### Records for the task
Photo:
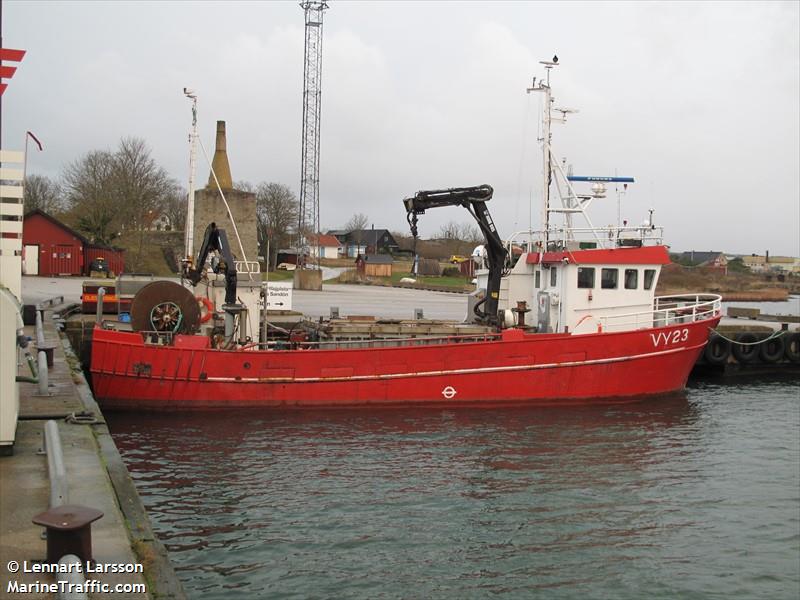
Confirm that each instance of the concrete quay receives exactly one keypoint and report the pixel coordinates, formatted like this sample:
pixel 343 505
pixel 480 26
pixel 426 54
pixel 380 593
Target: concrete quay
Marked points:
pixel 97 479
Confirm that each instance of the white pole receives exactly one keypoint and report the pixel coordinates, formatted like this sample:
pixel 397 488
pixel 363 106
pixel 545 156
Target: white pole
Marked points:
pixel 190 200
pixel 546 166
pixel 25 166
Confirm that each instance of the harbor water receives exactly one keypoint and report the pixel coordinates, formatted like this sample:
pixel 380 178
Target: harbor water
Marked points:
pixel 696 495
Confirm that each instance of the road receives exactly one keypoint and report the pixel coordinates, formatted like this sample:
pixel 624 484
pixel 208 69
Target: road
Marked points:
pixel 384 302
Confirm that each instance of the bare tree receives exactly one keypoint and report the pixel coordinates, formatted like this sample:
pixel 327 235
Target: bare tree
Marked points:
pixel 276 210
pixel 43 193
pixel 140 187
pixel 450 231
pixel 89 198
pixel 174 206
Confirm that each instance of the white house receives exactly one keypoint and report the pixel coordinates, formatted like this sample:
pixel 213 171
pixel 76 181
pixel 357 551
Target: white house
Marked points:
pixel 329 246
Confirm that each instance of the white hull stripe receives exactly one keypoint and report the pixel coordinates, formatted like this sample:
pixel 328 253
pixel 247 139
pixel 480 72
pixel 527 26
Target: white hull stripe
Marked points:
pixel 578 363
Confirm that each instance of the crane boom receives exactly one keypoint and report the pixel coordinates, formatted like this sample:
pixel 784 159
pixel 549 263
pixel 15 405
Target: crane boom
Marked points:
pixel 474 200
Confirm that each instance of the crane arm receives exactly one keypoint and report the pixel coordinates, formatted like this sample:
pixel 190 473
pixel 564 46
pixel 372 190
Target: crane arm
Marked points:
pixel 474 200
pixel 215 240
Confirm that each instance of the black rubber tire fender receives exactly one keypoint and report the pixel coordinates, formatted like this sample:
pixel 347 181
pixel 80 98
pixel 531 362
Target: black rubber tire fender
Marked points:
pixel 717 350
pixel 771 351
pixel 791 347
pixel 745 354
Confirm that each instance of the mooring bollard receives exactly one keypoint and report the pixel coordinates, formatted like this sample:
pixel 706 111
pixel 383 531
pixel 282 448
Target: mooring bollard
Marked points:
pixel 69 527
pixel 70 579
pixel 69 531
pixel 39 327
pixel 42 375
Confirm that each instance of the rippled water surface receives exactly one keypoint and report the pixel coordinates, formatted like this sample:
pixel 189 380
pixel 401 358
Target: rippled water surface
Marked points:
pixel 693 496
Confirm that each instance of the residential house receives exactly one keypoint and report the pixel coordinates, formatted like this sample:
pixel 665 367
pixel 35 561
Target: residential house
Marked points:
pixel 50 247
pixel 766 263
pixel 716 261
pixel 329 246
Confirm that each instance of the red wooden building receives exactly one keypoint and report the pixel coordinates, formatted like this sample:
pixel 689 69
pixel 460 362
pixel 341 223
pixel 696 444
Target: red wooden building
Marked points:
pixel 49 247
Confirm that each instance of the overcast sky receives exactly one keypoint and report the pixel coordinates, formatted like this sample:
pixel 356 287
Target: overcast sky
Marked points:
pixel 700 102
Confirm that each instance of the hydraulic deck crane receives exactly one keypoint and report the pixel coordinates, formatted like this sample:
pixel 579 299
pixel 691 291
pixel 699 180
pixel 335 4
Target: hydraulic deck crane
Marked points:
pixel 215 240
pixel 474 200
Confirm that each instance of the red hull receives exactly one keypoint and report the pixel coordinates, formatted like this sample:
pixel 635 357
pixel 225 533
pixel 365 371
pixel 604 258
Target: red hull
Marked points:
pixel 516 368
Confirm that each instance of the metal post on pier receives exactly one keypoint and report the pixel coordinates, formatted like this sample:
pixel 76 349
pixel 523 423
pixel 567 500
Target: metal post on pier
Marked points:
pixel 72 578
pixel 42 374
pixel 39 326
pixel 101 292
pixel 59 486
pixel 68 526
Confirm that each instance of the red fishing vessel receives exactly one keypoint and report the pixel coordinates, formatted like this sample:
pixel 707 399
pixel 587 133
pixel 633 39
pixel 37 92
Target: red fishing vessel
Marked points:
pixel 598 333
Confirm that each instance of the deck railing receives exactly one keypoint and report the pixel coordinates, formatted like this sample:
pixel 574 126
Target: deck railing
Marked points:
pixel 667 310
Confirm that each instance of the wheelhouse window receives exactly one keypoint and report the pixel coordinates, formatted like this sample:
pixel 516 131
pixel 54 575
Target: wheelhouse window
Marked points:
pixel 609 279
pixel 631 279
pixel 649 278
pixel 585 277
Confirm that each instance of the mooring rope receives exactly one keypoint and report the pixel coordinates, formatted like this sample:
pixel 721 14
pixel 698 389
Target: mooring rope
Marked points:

### Task prompt
Rewrite the whole listing above, replacing every "Target" with "Object" and keeping everything else the same. Leave the pictures out of your version.

### Complete response
Photo:
Confirm that each instance of the concrete quay receives exactly one keypoint and report the pixel coordinates, formatted like this sample:
pixel 343 505
pixel 480 26
pixel 426 54
pixel 380 593
Object: concrete quay
Marked points:
pixel 97 479
Confirm that each instance of the white pole receives exactly one keypoint and report the pixel coordinates, formatted like this sample:
pixel 397 488
pixel 363 106
pixel 545 156
Object: white pole
Marked points:
pixel 190 200
pixel 546 166
pixel 25 166
Confirm that each instance of the harbor water receives exactly one keypoint and report the pixel coordinates, formatted like this sample:
pixel 380 178
Object: harbor water
Marked points:
pixel 696 495
Confirm that each instance of the road receives exactly one keypoint and report the pixel coordinates, formatted like this sample:
pixel 624 484
pixel 208 69
Object: road
Marked points:
pixel 384 302
Confirm that each instance of the bare tree receives exactly one keypoint and report the pixel coordinates, formatted like this sample:
pixel 327 235
Object: bare tree
Marked points:
pixel 276 210
pixel 43 193
pixel 140 187
pixel 450 231
pixel 89 198
pixel 174 206
Confirm that each instance of the white house receives exactly one keypoint and report the pixel coordinates, formatted like this sample:
pixel 213 171
pixel 76 181
pixel 357 551
Object: white house
Marked points:
pixel 329 246
Confirm that each instance of the white hull stripe receives exactly one keypoint and report the pixel coordinates, formatted like this sample:
pixel 328 253
pixel 247 139
pixel 480 72
pixel 527 26
Object: white hull stripe
Marked points:
pixel 578 363
Confirm that each instance of the crane boom receives exactly one keypoint and report the pixel coordinates, formatted like this sample:
pixel 784 159
pixel 549 263
pixel 15 405
Object: crane boom
Marked points:
pixel 474 200
Confirm that each instance of the crane arm receives exactly one keypoint and report the pixel coordinates, formatted like this sample:
pixel 190 473
pixel 564 46
pixel 372 190
Object: crane arm
Marked points:
pixel 474 200
pixel 215 240
Confirm that each instance of the black rubber tire fender receives exactly one keypoint and report the pixel coordinates, formatted like this sample:
pixel 347 181
pixel 80 98
pixel 531 362
Object: black rubber tire fender
Marked points:
pixel 717 350
pixel 771 351
pixel 791 347
pixel 745 354
Confirm that each instance of the mooring bollard receives exactly one keypoint and report the pixel coordinates, formatted like this sample:
pixel 706 111
pixel 383 531
pixel 282 448
Object: mooring bollard
Marked points:
pixel 69 527
pixel 70 579
pixel 69 531
pixel 39 327
pixel 42 375
Confirm that each instance of the rippled water surface receives exactly one keypoint and report the pixel coordinates, formatted like this sample:
pixel 189 380
pixel 401 358
Object: rippled water surface
Marked points:
pixel 693 496
Confirm that each instance of the residential house receives exactly one keypoint and report the pixel coordinates, formatted like this sample:
pixel 665 367
pixel 35 561
Object: residential house
Marked points:
pixel 50 247
pixel 766 263
pixel 716 261
pixel 329 246
Confirm that each instance of the red wooden building receives exactly one keypoint and report the pixel coordinates, formatted like this sample:
pixel 689 69
pixel 460 362
pixel 341 223
pixel 696 444
Object: red wooden building
Marked points:
pixel 49 247
Confirm that each instance of the overcast sky receives exactly one keypoint and report the pixel coordinates, formatted like this sample:
pixel 356 287
Object: overcast sky
Marked points:
pixel 700 102
Confirm that each instance of the hydraulic deck crane receives exactly one keypoint and report the pixel coordinates, formatted like this sample:
pixel 579 299
pixel 691 291
pixel 699 180
pixel 335 4
Object: hydraulic deck crane
Marked points:
pixel 215 240
pixel 474 200
Confirm that each instance of the red hull receives exactly one keypoint and report the pixel coordinates, formatted like this sample:
pixel 635 357
pixel 225 533
pixel 365 371
pixel 604 258
Object: red hull
Marked points:
pixel 516 368
Confirm that each instance of the metal post on pier receives exactly one keypoint and report the pixel coordinates, formatted like this sample:
pixel 76 349
pixel 523 423
pixel 567 500
Object: metal post on pier
Marked points:
pixel 72 578
pixel 42 374
pixel 39 326
pixel 101 292
pixel 59 486
pixel 68 526
Confirm that each instance of the red fishing vessel receives exactly one keypoint and report the pixel coordinates, formatted like this sample:
pixel 707 399
pixel 587 133
pixel 633 39
pixel 37 92
Object: red fishing vessel
Marked points:
pixel 598 333
Confirm that each instance of the deck railing receives exactly one keypoint and report the pixel coordinates, formatted like this sample:
pixel 574 126
Object: deck railing
Marked points:
pixel 667 310
Confirm that each instance of the wheelhouse window receives exactly one keypoint and report the pixel coordinates, formatted like this sample:
pixel 516 131
pixel 54 575
Object: wheelhouse window
Marked points:
pixel 609 279
pixel 631 279
pixel 649 278
pixel 585 277
Confirm that each instance of the mooring rope receives exactly one keypoint and report the pixel coordinates, formatted like this sample:
pixel 721 14
pixel 698 389
Object: mooring rope
Marked points:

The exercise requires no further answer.